SET TASK 1
Reproduce a passage from the blog post, beginning at the words "Nothing says 'overdue" and stopping after the words "the Mummy Mafia.".
SET TASK 2
Answer these questions about the blog post:
(a) On what date was it posted?
(b) Which government's documents is the writer avoiding completing?
(c) For how many years does the writer say they were never a contender?

## BEGIN DOCUMENT SEGMENT

Friday, July 24, 2009

Living on the edge

Working from home gives me far too many ways to creatively procrastinate.















Nothing says 'overdue article for which you'll actually receive some money' like some freshly pumiced heels, weeded gravel, dusted bookshelves and recycling arranged right down to metal screw caps and plastic bottle tops.

Apart from work stuff, I'm also avoiding:

Completing the Victorian Government 'Working With Children' documents. Yes, the school is always asking for volunteers and no, I'm not some shifty kiddie fiddler with hidden jail time but I've been avoiding getting those unflattering passport photographs done, because..... well...... because this year I want to have a year off from being a member of the Mummy Mafia.

You know the sort; those mothers who are always there to hear kids read, attend excursions, run the sausage sizzle, collect donations for raffles and coordinate the quiz night. Always immaculately dressed with late model SUVs, bendy-pilates/private-trainer-toned bodies and an Osh Kosh baby on one designer-jeaned hip. Even after five years, I was never a contender, just a willing slave. "Oh of course Diane, I'll paint the entire set for the class musical and make a pot of soup to share and keep the string instruments at my place during the weeknights and clean the Axylotl aquarium, make jewellery for the craft stall and write that Public Art Water Saving School Heritage Celebration State grant that you'll be taking to the next committee meeting....."

## END DOCUMENT SEGMENT
## BEGIN RECORDS SUPPLIED

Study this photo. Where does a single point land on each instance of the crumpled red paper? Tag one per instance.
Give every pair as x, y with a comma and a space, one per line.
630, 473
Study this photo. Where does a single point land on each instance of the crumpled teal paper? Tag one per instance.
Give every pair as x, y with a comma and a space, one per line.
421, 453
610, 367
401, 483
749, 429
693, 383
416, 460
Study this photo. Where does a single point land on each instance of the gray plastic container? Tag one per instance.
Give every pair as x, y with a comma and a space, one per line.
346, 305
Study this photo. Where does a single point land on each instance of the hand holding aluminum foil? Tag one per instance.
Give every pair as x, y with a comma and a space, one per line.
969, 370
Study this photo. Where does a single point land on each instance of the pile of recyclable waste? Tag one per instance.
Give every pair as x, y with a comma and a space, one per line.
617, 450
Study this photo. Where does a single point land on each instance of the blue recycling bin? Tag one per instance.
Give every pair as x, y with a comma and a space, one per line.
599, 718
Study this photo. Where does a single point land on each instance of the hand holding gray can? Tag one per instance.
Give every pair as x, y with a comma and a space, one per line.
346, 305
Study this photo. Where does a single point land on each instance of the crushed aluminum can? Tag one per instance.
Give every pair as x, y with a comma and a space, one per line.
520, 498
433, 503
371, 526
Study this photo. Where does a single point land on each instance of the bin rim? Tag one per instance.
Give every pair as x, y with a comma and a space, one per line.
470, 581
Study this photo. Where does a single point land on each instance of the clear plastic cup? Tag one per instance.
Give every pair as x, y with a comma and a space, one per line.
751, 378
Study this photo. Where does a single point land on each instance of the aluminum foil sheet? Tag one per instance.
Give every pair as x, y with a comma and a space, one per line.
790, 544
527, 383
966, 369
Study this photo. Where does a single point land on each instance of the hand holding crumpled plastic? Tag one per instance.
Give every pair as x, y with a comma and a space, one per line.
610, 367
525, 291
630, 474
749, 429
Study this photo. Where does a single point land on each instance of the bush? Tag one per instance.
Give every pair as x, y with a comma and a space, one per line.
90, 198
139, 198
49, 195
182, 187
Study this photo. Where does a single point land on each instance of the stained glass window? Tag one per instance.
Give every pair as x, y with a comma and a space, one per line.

## END RECORDS SUPPLIED

EXERCISE ANSWER 1
Nothing says 'overdue article for which you'll actually receive some money' like some freshly pumiced heels, weeded gravel, dusted bookshelves and recycling arranged right down to metal screw caps and plastic bottle tops.

Apart from work stuff, I'm also avoiding:

Completing the Victorian Government 'Working With Children' documents. Yes, the school is always asking for volunteers and no, I'm not some shifty kiddie fiddler with hidden jail time but I've been avoiding getting those unflattering passport photographs done, because..... well...... because this year I want to have a year off from being a member of the Mummy Mafia.

EXERCISE ANSWER 2
(a) Friday, July 24, 2009
(b) The Victorian Government's
(c) Five years